Provided text »
┌──
A lightweight Amazon scraper library.
Project description
AmzPy - Amazon Product Scraper 
AmzPy is a lightweight Python library for scraping product information from Amazon. It provides a simple interface to fetch product details like title, price, currency, and image URL while handling anti-bot measures automatically using curl_cffi for enhanced protection.
Features
- Easy-to-use API for scraping Amazon product data
- Supports multiple Amazon domains (.com, .in, .co.uk, etc.)
- Enhanced anti-bot protection using curl_cffi with browser impersonation
- Automatic retries on detection with intelligent delay management
- Support for proxies to distribute requests
- Dynamic configuration options
- Extract color variants, discounts, delivery information, and more
- Clean and typed Python interface
Installation
Install using pip:
pip install amzpy
Basic Usage
Fetching Product Details
from amzpy import AmazonScraper
# Create scraper with default settings (amazon.com)
└──
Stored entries
┌──
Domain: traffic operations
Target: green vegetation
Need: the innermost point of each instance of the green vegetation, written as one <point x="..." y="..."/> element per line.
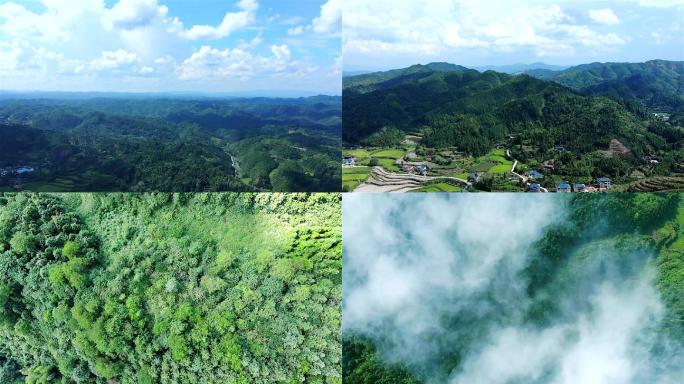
<point x="655" y="84"/>
<point x="351" y="177"/>
<point x="624" y="121"/>
<point x="438" y="187"/>
<point x="601" y="238"/>
<point x="170" y="288"/>
<point x="154" y="144"/>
└──
Written problem » Could you carry on the AmzPy library description from the point where it stops?

Answer for this exercise »
scraper = AmazonScraper()
# Fetch product details
url = "https://www.amazon.com/dp/B0D4J2QDVY"
product = scraper.get_product_details(url)
if product:
print(f"Title: {product['title']}")
print(f"Price: {product['currency']}{product['price']}")
print(f"Brand: {product['brand']}")
print(f"Rating: {product['rating']}")
print(f"Image URL: {product['img_url']}")
Searching for Products
from amzpy import AmazonScraper
# Create scraper for a specific Amazon domain
scraper = AmazonScraper(country_code="in")
# Search by query - get up to 2 pages of results
products = scraper.search_products(query="wireless earbuds", max_pages=2)
# Display the results
for i, product in enumerate(products[:5], 1):
print(f"{i}. {product['title']} - {product['currency']}{product['price']}")
Advanced Usage
Configuration Options
AmzPy offers flexible configuration options that can be set in multiple ways:
# Method 1: Set at initialization
scraper = AmazonScraper(
country_code="in",
impersonate="chrome119",
proxies={"http": "http://user:pass@proxy.example.com:8080"}
)
# Method 2: Using string-based configuration
scraper.config('MAX_RETRIES = 5, REQUEST_TIMEOUT = 30, DELAY_BETWEEN_REQUESTS = (3, 8)')
# Method 3: Using keyword arguments
scraper.config(MAX_RETRIES=4, DEFAULT_IMPERSONATE="safari15")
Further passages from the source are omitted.